The AMA (M2) test is a chemiluminescent immunoassay (CLIA), for use on IDS automated analyzers. It is used for the quantitative determination of the specific IgG antibodies directed against mitochondrial M2 subtype antigen in human samples of serum or plasma (EDTA and Na-Citrate).

Primary biliary cirrhosis (PBC) is an autoimmune disease that causes a chronic inflammation of the intrahepatic bile ducts. Progressive destruction of the liver cells leads to hepatic fibrosis and cirrhosis and over time may lead to hepatic insufficiency and to the need for a liver transplant1,2. The exact cause of PBC is unknown; genetic factors, linked to a dysfunction of the immune system are implicated, as well as environmental factors, such as interaction of the organism with a number of infectious agents3,4,5.

PBC is more frequent in women with a maximum incidence between ages 40 and 60 years6, with no racial difference, but with a wide geographical variability ranging from 40 to 400 individuals in the general populations, and higher frequency in Northern Europe and in the USA7.

In half of the cases, PBC is casually diagnosed when, during other tests or screening, anomalous levels of liver pathology markers are detected: transaminases (AST and ALT) and above all cholestasis indexes (γ-GT and Alkaline Phosphatasis).

Diagnosis is given by the presence of at least two of the following criteria:

  • positive result of a search for anti-mitochondrial antibodies (AMA) at a sufficient concentration (> 1:40)
  • persistence for over 6 months of alkaline phosphatasis (higher than 1.5 times the upper limit of the reference range)
  • liver biopsy with a compatible histological context

Definite PBC can be diagnosed when all three criteria are met, while the term probable PBC is used when only two criteria are met8.

_ _ _ _ _ _ _

* **WHAT THE TASK REQUIRES**: Copy everything from "In half of the" down to "and Alkaline Phosphatasis)." in the text on the AMA (M2) test, replacing "screening" with "routine checks". The lines after this text are separate material and have nothing to do with the text on the AMA (M2) test.

_ _ _ _ _ _ _

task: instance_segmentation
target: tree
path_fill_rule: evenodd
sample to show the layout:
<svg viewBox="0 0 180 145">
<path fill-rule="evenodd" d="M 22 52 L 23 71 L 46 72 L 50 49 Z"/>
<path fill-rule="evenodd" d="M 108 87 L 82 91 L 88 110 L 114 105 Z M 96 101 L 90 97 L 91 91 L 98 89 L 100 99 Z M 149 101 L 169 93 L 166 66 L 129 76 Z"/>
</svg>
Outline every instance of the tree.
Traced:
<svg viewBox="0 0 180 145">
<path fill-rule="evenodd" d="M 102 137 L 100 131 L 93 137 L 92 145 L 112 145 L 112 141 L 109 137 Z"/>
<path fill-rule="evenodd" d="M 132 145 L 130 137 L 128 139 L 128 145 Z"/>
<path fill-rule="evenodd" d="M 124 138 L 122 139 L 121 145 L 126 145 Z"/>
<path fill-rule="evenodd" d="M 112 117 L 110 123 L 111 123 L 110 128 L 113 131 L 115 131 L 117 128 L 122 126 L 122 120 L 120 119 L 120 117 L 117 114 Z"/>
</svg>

_ _ _ _ _ _ _

* **ANSWER FOR THIS EXERCISE**:
In half of the cases, PBC is casually diagnosed when, during other tests or routine checks, anomalous levels of liver pathology markers are detected: transaminases (AST and ALT) and above all cholestasis indexes (γ-GT and Alkaline Phosphatasis).